**Selected extract**
● ● ● ● ● ● ●

The first of a detachment of Ukrainian troops pledged to assist efforts to restore order in Iraq left Kiev on Thursday.
In total, 1,600 Ukrainian soldiers have been pledged to help in Iraq
An Orthodox priest blessed the 70 soldiers before they boarded an Ilyushin Il-76 plane at Borispil Airport, watched by family, friends, senior officials and around 800 military colleagues.
Ukraine, eager to rebuild US relations strained by accusations early this year that Kiev had supplied an air defence system to Iraq, has promised at least 1,600 soldiers to help patrol in Iraq.
But mounting American casualties in Iraq mean public support for such a mission is low.
And the mission has been tarnished by the revelation that two senior generals due to have joined it have been dismissed.
Defence Minister Yevhen Marchuk said military armaments chief Oleksandr Stetsenko and rear services commando Viktor Kolotov had lost their jobs because of their "poor preparation" of troops.
Correspondents say this is a clear indication of the strain the mission has put on Ukraine's chronically under-funded forces.
The Ukrainian departure came as Serbia's prime minister ruled out sending troops to join the US-led international division in Iraq.

● ● ● ● ● ● ●

**Set of tasks**
1. List every person named in the report on Ukrainian troops leaving for Iraq.
2. Supply the next passage of the news report on Ukraine's troops for Iraq, picking up after its last sentence.
The records after this point are separate material, unrelated to the report on Ukraine's troops.

● ● ● ● ● ● ●

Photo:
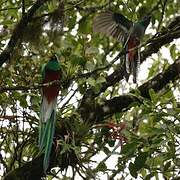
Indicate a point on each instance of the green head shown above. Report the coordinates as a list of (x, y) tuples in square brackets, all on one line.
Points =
[(53, 64), (145, 21)]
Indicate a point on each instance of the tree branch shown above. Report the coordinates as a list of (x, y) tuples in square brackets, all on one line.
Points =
[(120, 103), (166, 36), (18, 31)]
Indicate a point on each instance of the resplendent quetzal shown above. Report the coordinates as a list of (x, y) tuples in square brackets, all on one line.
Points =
[(50, 72), (125, 31)]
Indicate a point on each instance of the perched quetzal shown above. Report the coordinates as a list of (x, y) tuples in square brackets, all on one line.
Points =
[(50, 72), (125, 31)]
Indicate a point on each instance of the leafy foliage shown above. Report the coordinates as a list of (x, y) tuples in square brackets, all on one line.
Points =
[(143, 137)]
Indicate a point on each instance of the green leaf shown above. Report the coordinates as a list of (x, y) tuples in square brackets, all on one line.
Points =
[(85, 25), (173, 51), (102, 167), (153, 95), (91, 81), (129, 149), (167, 166), (140, 160), (132, 170), (111, 143), (149, 176)]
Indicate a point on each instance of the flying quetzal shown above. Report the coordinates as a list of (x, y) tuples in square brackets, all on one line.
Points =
[(50, 72), (125, 31)]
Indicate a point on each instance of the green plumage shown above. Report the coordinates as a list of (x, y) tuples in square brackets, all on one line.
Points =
[(50, 72)]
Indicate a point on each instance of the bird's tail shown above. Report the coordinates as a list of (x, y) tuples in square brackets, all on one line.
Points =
[(132, 59), (46, 133)]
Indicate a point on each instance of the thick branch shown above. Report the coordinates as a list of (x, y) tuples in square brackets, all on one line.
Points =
[(18, 32), (118, 104), (166, 36)]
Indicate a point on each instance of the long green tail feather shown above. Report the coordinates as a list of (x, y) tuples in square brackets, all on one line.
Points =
[(46, 138)]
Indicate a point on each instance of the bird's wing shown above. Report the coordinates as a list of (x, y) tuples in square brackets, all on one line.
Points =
[(112, 24)]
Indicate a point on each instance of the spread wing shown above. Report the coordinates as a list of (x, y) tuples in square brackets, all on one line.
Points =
[(112, 24)]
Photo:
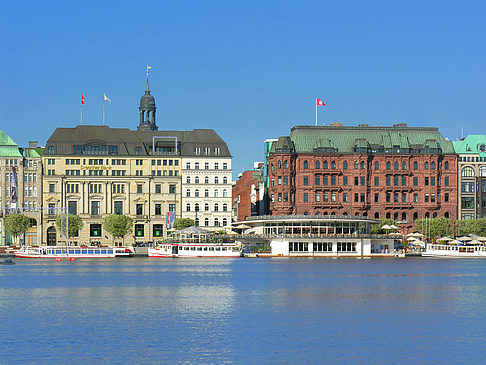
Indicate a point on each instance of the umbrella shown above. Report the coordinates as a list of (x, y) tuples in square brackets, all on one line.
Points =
[(444, 239)]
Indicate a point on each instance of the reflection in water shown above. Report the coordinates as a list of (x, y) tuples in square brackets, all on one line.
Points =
[(242, 311)]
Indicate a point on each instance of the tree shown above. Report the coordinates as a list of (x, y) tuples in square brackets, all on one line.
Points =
[(118, 225), (16, 224), (376, 228), (75, 224), (181, 223), (474, 226), (434, 227)]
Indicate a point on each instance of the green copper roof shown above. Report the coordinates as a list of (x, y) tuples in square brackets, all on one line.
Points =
[(366, 139), (8, 148), (473, 144)]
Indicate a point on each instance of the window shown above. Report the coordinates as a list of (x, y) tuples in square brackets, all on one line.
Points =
[(467, 171), (95, 230), (139, 230), (95, 207), (118, 207)]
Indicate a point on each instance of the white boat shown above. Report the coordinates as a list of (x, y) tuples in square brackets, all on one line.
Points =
[(71, 252), (188, 250), (454, 250)]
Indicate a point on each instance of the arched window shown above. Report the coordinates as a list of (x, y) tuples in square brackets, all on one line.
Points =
[(467, 171)]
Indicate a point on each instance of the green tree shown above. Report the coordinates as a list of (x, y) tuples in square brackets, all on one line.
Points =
[(181, 223), (474, 226), (376, 228), (16, 224), (118, 225), (434, 227), (75, 224)]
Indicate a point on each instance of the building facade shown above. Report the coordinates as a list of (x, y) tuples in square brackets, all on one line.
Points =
[(248, 193), (20, 188), (471, 176), (398, 172)]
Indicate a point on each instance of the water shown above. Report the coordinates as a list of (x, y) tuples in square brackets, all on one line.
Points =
[(243, 311)]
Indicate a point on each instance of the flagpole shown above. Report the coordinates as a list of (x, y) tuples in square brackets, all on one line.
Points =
[(103, 110)]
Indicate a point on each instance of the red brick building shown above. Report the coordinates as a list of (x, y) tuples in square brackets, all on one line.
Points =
[(398, 172), (248, 192)]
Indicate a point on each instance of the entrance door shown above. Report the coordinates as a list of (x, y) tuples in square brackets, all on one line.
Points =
[(51, 236)]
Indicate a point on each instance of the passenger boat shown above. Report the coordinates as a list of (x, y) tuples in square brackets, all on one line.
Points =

● ● ● ● ● ● ●

**Expected outputs**
1. Yevhen Marchuk, Oleksandr Stetsenko, Viktor Kolotov

2.
Zoran Zivkovic said joining United Nations peacekeeping missions would be a good way for Serbia's military - accused of some of the worst atrocities of the Balkan wars - to repair its reputation.
However, he said, Serbian law forbade participation by the military in operations not run by the UN.
In total, 345 soldiers are set to arrive in a Kuwaiti training camp on Thursday. They are scheduled to reach their base in the town of Kut in central southern Iraq on Monday or Tuesday, the Defence Ministry said.
They are set to join a 9,000-strong Polish-led stabilisation force that will patrol a region between Baghdad and the southern port of Basra.
They are charged with guarding key highways and Iraqi army munitions depots, and delivering humanitarian aid in the Shia Muslim-dominated area.
Ukraine already has in the region 448 soldiers of the chemical, nuclear and biological warfare battalion sent to the Gulf during the US-led invasion.
Saying goodbye to the soldiers, Defence Minister Yevhen Marchuk told them they would have to be "vigilant and very professional to ensure [their] security and that of the local population".
"Participation in rebuilding Iraq corresponds to our national interests," he said.
"Ukraine is a major European country and it cannot stand aloof from international developments," he added.
However, Ukraine's participation in the campaign is facing strong opposition domestically. Critics say a recent attack on Polish peacekeepers has highlighted the dangers the Ukrainian contingent will face.
Correspondents say the contribution of troops has gone a long way towards repairing relations with the US, which nose-dived last year after Washington accused Kiev of supplying the sophisticated Kolchuga aircraft detection system to Baghdad in breach of international sanctions.
Ukraine denied the charges, which were based on wiretapped records made by President Leonid Kuchma's fugitive former bodyguard and authenticated in the US.